## EXCERPT
--- START ---

The set of correspondences based on the similarities between the two analogues is referred to as the positive analogy and the set of differences is the negative analogy (Hesse 1966, pp. 8–10). 9 The remaining features—those that scientists do not know to be similarities or differences between the source and target—comprise the neutral analogy. Motivated by the positive analogy and constrained by the negative analogy, scientists conduct their research in order to discover whether features in the neutral analogy are actually similarities or differences. For example, scientists relied on the sets of similarities and differences between guinea pigs and humans to develop a research program on human sexual behavior.

Motivated by the likelihood of discovering a possible correspondence suggested by the neutral analogy, scientists rely on the narrow role of analogical reasoning to construct arguments based on the similarities and differences in the positive and negative analogies of the metaphor. The premises of each argument from analogy are comprised of the known correspondences in the positive and negative analogies, while the conclusion will be a hypothetical correspondence from the neutral analogy. For example, drawing on the similarities between humans and guinea pigs—to include “shar[ing] many physiological functions” and having similar structures like “the Circle of Willis”—psychologists generated arguments about the sexual behaviors of guinea pigs and the behavior of humans who were described as intersexed.10 In her book Brain Storm: The Flaws in the Science of Sex Differences, Robin Jordan-Young states that once scientists discovered the introduction of adult sex hormones to adult guinea pigs did not change their sexual behaviour, they assumed that sexual behaviour of guinea pigs was influenced by the introduction of sex hormones prenatally (Jordan-Young 2010, pp. 27–8). Based on the similarities between humans and guinea pigs, researchers relied on guinea pigs as models to understand the sexual behaviours of intersexed individuals, individuals who are born with a combination of reproductive/sexual anatomy that doesn’t conform to the typical definitions of female or male. Researchers believed that the physiology and sexual behavior of intersexed individuals were the result of having been subjected to an excess of adult hormones while in the womb (Jordan-Young 2010, pp. 27–8).

Unlike a metaphor, which motivates a variety of different research programs, the narrow role (an argument from analogy) informs the design of the experiments used to test hypotheses and plays a significant part in data collection. The conclusion of an argument from analogy, what Bartha refers to as the hypothetical analogy, is a possible correspondence under investigation; simply put, it is an accepted fact about the source that will be hypothetically extended to the target through the analogical inference (Bartha 2010, p. 14). As is typical of all analogical arguments, the greater the number of relevant similarities and the lack of relevant differences support the argument’s conclusion.11 When scientists collect data using experiments based on the analogical argument, the data is considered decisive. Once satisfied with the results of their experiments, scientists add the newly determined statement of similarity or difference to either the positive analogy (if both analogues share the feature in question) or the negative analogy of the metaphor (if the two analogues differ).

--- END ---

## SET OF TASKS
1. Answer these questions from the excerpt on analogical reasoning, marking each answer (a), (b) or (c):
(a) What term names the features that scientists do not know to be similarities or differences between the source and target?
(b) According to Jordan-Young, what happened when adult sex hormones were introduced to adult guinea pigs?
(c) What does Bartha call the conclusion of an argument from analogy?
2. Please decide whether each statement agrees with the excerpt on analogical reasoning. Answer yes or no and quote the words that settle it.
(a) The set of differences between the two analogues is called the positive analogy.
(b) The premises of an argument from analogy are drawn from the neutral analogy.
(c) Data collected through experiments based on the analogical argument is considered decisive.
3. Reproduce the excerpt on analogical reasoning from "The set of correspondences" to "human sexual behavior.".

## AVAILABLE DATA
--- START ---

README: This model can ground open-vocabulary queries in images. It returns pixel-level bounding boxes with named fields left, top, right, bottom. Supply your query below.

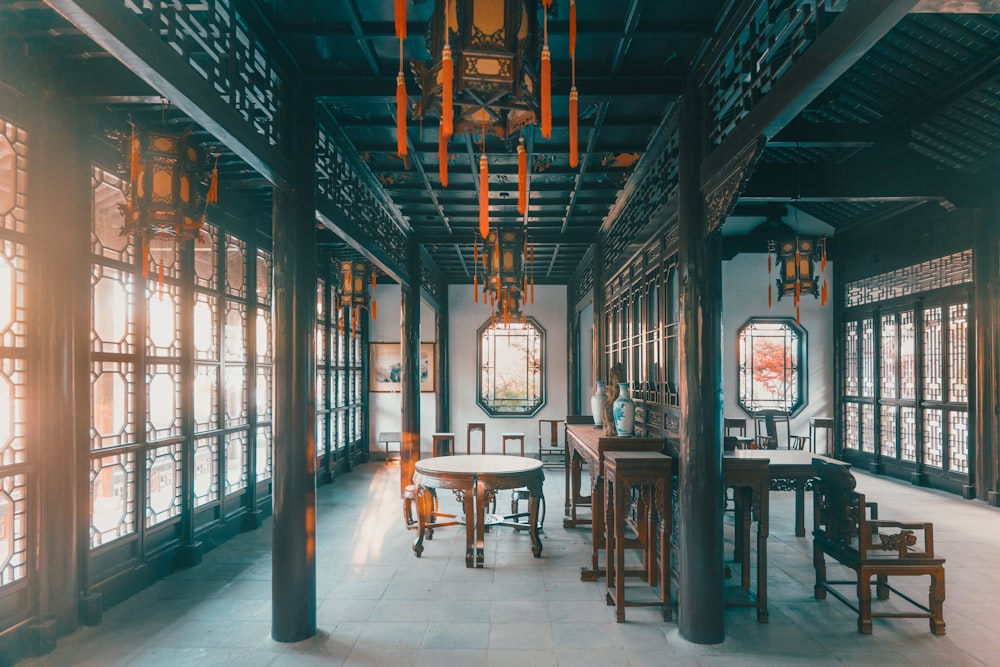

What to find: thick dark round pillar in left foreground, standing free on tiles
left=271, top=96, right=316, bottom=642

--- END ---

## REPLIES
1.
(a) The neutral analogy.
(b) It did not change their sexual behaviour.
(c) The hypothetical analogy.

2.
(a) No: "the set of differences is the negative analogy"
(b) No: "The premises of each argument from analogy are comprised of the known correspondences in the positive and negative analogies"
(c) Yes: "When scientists collect data using experiments based on the analogical argument, the data is considered decisive."

3.
The set of correspondences based on the similarities between the two analogues is referred to as the positive analogy and the set of differences is the negative analogy (Hesse 1966, pp. 8–10). 9 The remaining features—those that scientists do not know to be similarities or differences between the source and target—comprise the neutral analogy. Motivated by the positive analogy and constrained by the negative analogy, scientists conduct their research in order to discover whether features in the neutral analogy are actually similarities or differences. For example, scientists relied on the sets of similarities and differences between guinea pigs and humans to develop a research program on human sexual behavior.